**Provided material:**
# # #

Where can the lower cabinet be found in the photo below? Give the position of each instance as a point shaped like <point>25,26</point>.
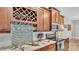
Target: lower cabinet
<point>51,47</point>
<point>66,44</point>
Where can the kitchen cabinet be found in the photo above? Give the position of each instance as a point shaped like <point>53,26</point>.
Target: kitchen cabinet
<point>51,47</point>
<point>61,21</point>
<point>43,19</point>
<point>46,20</point>
<point>54,15</point>
<point>40,19</point>
<point>66,44</point>
<point>5,17</point>
<point>40,16</point>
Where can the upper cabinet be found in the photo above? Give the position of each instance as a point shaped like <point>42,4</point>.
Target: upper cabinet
<point>46,20</point>
<point>38,15</point>
<point>61,19</point>
<point>40,19</point>
<point>54,15</point>
<point>5,17</point>
<point>43,19</point>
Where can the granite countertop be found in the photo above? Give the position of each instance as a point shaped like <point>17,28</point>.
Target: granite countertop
<point>33,48</point>
<point>41,44</point>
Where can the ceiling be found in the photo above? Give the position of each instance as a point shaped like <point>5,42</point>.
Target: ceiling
<point>70,12</point>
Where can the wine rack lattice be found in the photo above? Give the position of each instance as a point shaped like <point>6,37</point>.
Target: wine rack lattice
<point>22,13</point>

# # #

**Problem statement:** Lay out every line of the records above as a JSON list of strings, one string per line, skipping blank lines and leaving the picture out.

**Response to the task:**
[
  "Where can the lower cabinet be found in the photo below? Give the position of each instance as a point shaped like <point>25,26</point>.",
  "Target: lower cabinet",
  "<point>51,47</point>",
  "<point>66,44</point>",
  "Where can the kitchen cabinet be found in the photo above? Give the position of each instance as a point shaped like <point>53,26</point>.",
  "Target: kitchen cabinet",
  "<point>51,47</point>",
  "<point>61,21</point>",
  "<point>43,19</point>",
  "<point>46,20</point>",
  "<point>54,15</point>",
  "<point>40,19</point>",
  "<point>66,44</point>",
  "<point>5,17</point>",
  "<point>40,16</point>",
  "Where can the upper cabinet be found in the photo above? Give the position of each instance as a point shaped like <point>42,4</point>.",
  "Target: upper cabinet",
  "<point>46,20</point>",
  "<point>38,15</point>",
  "<point>61,19</point>",
  "<point>40,19</point>",
  "<point>54,15</point>",
  "<point>5,17</point>",
  "<point>43,19</point>",
  "Where can the granite countertop be found in the photo above? Give the position of each instance as a point shaped like <point>17,28</point>.",
  "Target: granite countertop",
  "<point>33,48</point>",
  "<point>41,44</point>",
  "Where can the ceiling be found in the photo above? Give the position of each instance as a point shaped like <point>5,42</point>.",
  "Target: ceiling",
  "<point>70,12</point>",
  "Where can the wine rack lattice be found in the photo above? Give the position of each instance as a point shaped like <point>6,37</point>.",
  "Target: wine rack lattice",
  "<point>22,13</point>"
]